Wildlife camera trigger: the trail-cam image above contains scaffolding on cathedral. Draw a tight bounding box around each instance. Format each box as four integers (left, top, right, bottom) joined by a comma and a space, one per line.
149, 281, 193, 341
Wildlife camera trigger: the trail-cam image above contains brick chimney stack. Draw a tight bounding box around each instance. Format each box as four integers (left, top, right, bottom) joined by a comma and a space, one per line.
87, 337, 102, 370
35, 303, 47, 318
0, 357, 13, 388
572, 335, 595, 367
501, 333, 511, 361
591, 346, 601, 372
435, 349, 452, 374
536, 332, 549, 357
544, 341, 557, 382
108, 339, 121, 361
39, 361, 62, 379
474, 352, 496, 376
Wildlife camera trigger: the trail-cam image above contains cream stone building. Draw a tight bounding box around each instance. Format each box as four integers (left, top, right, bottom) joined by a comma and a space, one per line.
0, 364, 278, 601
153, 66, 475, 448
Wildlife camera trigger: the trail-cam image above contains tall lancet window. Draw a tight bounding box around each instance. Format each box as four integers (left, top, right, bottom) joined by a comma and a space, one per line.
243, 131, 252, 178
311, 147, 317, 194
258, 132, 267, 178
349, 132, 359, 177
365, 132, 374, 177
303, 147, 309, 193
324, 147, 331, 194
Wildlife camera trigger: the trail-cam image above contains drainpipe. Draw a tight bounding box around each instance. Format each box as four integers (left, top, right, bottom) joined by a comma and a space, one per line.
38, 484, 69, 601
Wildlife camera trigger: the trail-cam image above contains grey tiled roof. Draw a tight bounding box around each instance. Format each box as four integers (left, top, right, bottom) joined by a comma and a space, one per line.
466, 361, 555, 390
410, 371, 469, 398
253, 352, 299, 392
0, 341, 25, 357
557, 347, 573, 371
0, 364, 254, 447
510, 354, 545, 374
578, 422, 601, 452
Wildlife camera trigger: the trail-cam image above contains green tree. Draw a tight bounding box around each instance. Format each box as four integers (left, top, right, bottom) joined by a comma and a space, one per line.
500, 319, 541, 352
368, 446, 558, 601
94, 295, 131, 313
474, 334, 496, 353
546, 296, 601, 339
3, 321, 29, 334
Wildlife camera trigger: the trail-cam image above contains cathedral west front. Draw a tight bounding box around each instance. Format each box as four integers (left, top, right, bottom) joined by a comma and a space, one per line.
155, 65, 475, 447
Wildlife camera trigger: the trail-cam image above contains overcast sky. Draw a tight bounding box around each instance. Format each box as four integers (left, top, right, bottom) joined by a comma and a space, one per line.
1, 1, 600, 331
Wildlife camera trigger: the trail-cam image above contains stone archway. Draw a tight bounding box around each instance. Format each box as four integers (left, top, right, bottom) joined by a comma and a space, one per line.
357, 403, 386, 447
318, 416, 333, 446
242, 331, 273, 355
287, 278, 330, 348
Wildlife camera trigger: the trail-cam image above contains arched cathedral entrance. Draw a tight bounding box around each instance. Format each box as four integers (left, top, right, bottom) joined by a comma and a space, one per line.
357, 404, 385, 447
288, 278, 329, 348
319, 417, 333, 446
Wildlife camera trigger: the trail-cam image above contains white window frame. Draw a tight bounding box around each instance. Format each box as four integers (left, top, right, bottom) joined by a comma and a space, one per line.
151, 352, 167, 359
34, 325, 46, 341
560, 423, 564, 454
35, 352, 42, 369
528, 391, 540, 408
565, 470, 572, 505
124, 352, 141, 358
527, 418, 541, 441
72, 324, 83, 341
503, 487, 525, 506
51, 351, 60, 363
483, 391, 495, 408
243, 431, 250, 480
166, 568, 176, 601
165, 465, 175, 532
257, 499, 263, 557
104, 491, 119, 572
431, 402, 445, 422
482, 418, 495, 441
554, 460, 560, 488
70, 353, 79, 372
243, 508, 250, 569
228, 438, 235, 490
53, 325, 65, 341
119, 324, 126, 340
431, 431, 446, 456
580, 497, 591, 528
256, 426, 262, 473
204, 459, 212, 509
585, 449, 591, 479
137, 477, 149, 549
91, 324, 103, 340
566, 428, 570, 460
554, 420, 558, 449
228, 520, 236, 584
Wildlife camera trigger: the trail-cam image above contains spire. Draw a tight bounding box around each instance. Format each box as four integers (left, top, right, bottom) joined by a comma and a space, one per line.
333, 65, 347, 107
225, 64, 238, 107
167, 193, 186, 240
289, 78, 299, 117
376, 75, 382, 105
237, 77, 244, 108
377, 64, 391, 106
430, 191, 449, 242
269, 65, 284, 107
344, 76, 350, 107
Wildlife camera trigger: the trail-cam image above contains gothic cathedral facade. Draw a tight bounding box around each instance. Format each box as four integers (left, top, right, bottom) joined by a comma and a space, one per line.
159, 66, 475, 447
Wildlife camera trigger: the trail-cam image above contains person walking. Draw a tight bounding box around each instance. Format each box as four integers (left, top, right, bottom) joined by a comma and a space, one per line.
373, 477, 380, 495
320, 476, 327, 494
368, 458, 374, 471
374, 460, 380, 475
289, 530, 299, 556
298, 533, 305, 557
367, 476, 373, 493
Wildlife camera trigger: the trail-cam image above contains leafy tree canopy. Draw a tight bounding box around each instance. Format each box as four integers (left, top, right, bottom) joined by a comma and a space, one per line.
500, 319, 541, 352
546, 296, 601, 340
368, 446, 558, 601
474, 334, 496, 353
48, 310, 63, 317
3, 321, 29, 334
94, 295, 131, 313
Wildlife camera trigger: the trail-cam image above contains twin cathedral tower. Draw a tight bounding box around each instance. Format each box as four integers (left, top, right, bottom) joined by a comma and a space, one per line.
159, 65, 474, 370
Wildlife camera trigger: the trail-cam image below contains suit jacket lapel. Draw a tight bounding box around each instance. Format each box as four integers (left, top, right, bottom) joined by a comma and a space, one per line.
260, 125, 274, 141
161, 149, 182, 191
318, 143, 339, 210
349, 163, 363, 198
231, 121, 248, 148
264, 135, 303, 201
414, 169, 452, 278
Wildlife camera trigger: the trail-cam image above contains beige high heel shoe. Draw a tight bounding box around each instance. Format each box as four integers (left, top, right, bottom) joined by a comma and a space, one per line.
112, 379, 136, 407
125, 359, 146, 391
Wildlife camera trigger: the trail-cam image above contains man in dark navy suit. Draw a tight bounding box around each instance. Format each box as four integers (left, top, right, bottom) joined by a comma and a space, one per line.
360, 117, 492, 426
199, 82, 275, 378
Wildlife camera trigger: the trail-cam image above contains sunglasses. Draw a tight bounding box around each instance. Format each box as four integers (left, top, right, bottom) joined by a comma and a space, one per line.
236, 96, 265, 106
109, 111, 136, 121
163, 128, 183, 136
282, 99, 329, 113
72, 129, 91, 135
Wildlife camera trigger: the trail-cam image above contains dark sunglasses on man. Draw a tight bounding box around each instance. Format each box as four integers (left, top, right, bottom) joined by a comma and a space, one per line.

-------

Instructions for the task: The records shown above are to be copied exactly, every one of them.

Answer section:
Wildlife camera trigger: the trail-cam image above contains scaffolding on cathedral. Draw a tight bounding box around each instance. Format each box as four integers (left, top, right, bottom) joined by a comma and a space, one per line.
149, 281, 193, 341
Wildlife camera trigger: the trail-cam image above contains brick chimney stack. Draw a tight bounding box around each instance. Format each box as four integers (left, top, right, bottom) joined by a comma and a space, one per line.
87, 337, 102, 370
35, 303, 47, 318
0, 357, 13, 388
572, 335, 595, 367
501, 333, 511, 361
591, 346, 601, 372
435, 349, 452, 374
536, 332, 549, 357
544, 341, 557, 382
108, 339, 121, 361
39, 361, 62, 379
474, 352, 496, 376
Wildlife camera trigger: the trail-cam image above contains cream stone building. Draw a tight bounding box around each instance. Format each box as four integers (left, top, right, bottom) joined by a comma and a space, one per line.
0, 364, 278, 601
153, 66, 475, 448
Wildlife camera trigger: the trail-cam image above contains tall lancet window. Draw a tight bounding box around each instance. Format each box as four integers (left, top, right, bottom) joined by a comma and a space, one per line.
243, 131, 252, 178
311, 147, 317, 194
258, 132, 267, 178
349, 132, 359, 177
365, 132, 374, 177
303, 147, 309, 193
324, 147, 331, 194
Wildlife camera trigger: the trail-cam image above contains drainpipe. Draw a tight bounding box around each instance. Format each box as four integers (left, top, right, bottom) joined by a comma and a space, one per line.
38, 484, 69, 601
Wildlife camera trigger: the trail-cam image above contains grey tiled roof. Draw a tight bounding box around each instance. Format each box as four integers (left, top, right, bottom) joined by a comma and a space, one per line.
466, 361, 555, 390
410, 371, 469, 398
253, 352, 299, 392
0, 341, 25, 357
557, 347, 573, 371
0, 364, 254, 447
510, 354, 545, 374
578, 422, 601, 452
Wildlife camera trigger: the trail-cam image above contains green tree. Draw a tight bounding box around each instance. Format each box as four integers (left, top, right, bottom) joined by a comma and a space, one per line.
500, 319, 541, 352
368, 446, 558, 601
94, 295, 131, 313
474, 334, 496, 353
546, 296, 601, 339
3, 321, 29, 334
Wildlife camera trigger: the trail-cam image above contains cathedral west front. Draw a tight bounding box around each instance. Format each box as four integers (left, top, right, bottom) joined by a comma and a space, one per line.
155, 65, 475, 447
Wildlife camera trigger: the trail-cam image above contains overcast sky. Draw a tight bounding box around each instance. Format each box as four integers (left, top, right, bottom) joined by a comma and a space, one per line.
1, 1, 600, 331
Wildlife camera trigger: the trail-cam image above contains stone archway. Draw a tight bounding box around each instance. Format each box as four integers (left, top, right, bottom) joined by a comma and a space, one per line.
357, 403, 386, 447
318, 416, 333, 446
242, 331, 273, 355
287, 278, 330, 348
Wildlife camera trigger: the trail-cam image above contains arched cathedral entrance. Draw a tight bounding box around each instance. Format each box as four integers (left, top, right, bottom) joined by a comma and a space, one per line.
357, 404, 385, 447
288, 278, 329, 348
319, 417, 333, 446
Wildlife camera trigger: the trail-cam image above contains white window frame. Draw a tight bounding box around each instance. Format each box as four integers (left, top, right, bottom) joined by a comma and a space, one per line.
151, 352, 167, 359
34, 325, 46, 341
560, 423, 564, 454
35, 352, 42, 369
528, 391, 540, 408
565, 470, 572, 505
124, 352, 141, 358
527, 418, 541, 441
72, 324, 83, 341
503, 487, 525, 506
51, 351, 60, 363
483, 391, 495, 408
243, 431, 250, 480
166, 568, 176, 601
165, 465, 175, 532
257, 499, 263, 557
104, 491, 119, 572
431, 402, 445, 422
482, 418, 495, 441
554, 460, 560, 488
70, 353, 79, 372
243, 508, 250, 569
228, 438, 235, 490
53, 325, 65, 341
119, 324, 126, 340
431, 431, 446, 456
580, 497, 591, 528
256, 426, 262, 473
204, 459, 212, 509
585, 449, 591, 479
137, 477, 149, 549
91, 324, 103, 340
566, 428, 570, 460
554, 420, 558, 449
228, 520, 236, 584
Wildlife camera trigger: the trail-cam image above contains spire. Draw a tight bounding box around each instance. Format each box as four integers (left, top, right, bottom) joined by a comma and a space, one per line.
333, 65, 347, 107
225, 64, 238, 107
167, 193, 186, 240
289, 78, 299, 117
376, 75, 382, 105
237, 77, 244, 108
377, 64, 391, 106
430, 191, 449, 242
269, 65, 284, 107
344, 76, 350, 107
Wildlife camera trigger: the trail-cam image above contains gothic cathedral facade. Draw a tight bounding box around each instance. Format each box as four integers (left, top, right, bottom) joined by a comma and a space, one per line.
159, 66, 475, 447
Wildlife camera trigger: the trail-cam image above contains person walking. Draw a tight bounding box around each instance. Format each box as four integers (left, top, right, bottom) joined by a comma and a space, one per line.
373, 477, 380, 495
320, 476, 327, 494
368, 458, 374, 471
374, 460, 380, 475
289, 530, 299, 556
298, 533, 305, 557
367, 476, 373, 493
Wildlife camera trigger: the trail-cam image above contains leafy tree canopy. Draw a tight bounding box around each instance. Format each box as four integers (left, top, right, bottom) joined by a comma and a space, one per line.
500, 319, 541, 352
546, 296, 601, 340
368, 446, 558, 601
474, 334, 496, 353
48, 310, 63, 317
3, 321, 29, 334
94, 295, 131, 313
Wildlife camera trigger: the trail-cam image above contains twin cathedral tower. Draw a tight bounding box around each instance. Format each box as four integers (left, top, right, bottom) joined by a comma and a space, one per line.
159, 65, 474, 370
Wildlife camera trigger: the trail-cam image below contains suit jacket lapel. Draw a tight bounding box around each instance. Format each box as four integers (left, top, right, bottom) joined by a comma and a space, one per line.
260, 125, 274, 141
161, 149, 182, 191
318, 143, 339, 210
349, 163, 363, 198
231, 121, 248, 148
264, 135, 303, 201
414, 169, 452, 278
Wildlife camera trigger: the trail-cam image above contains beige high heel shoe. Draw a tight bounding box around each instance. Format each box as four integers (left, top, right, bottom) joined by a comma and a space, one per line.
112, 379, 136, 407
125, 359, 146, 391
Wildlife camera trigger: the trail-cam image above contains man in dark navy suit. Draw a tight bounding box around each instance. Format each box as four integers (left, top, right, bottom) joined by a comma and a space, one per line.
360, 117, 492, 426
199, 82, 275, 378
Wildlife camera trigger: the trail-cam image above contains sunglasses. Draw a tight bounding box around each instance. Format each box as four integers (left, top, right, bottom) joined by a comma and a space, one per line.
236, 96, 265, 106
109, 111, 136, 121
163, 128, 183, 136
282, 99, 329, 113
72, 129, 91, 135
Wildlife camera trigger: the trail-cam image above contains dark sunglasses on man. Draw a tight bounding box around each instance. Format each box as four integers (left, top, right, bottom) joined by a comma and a space, one per line.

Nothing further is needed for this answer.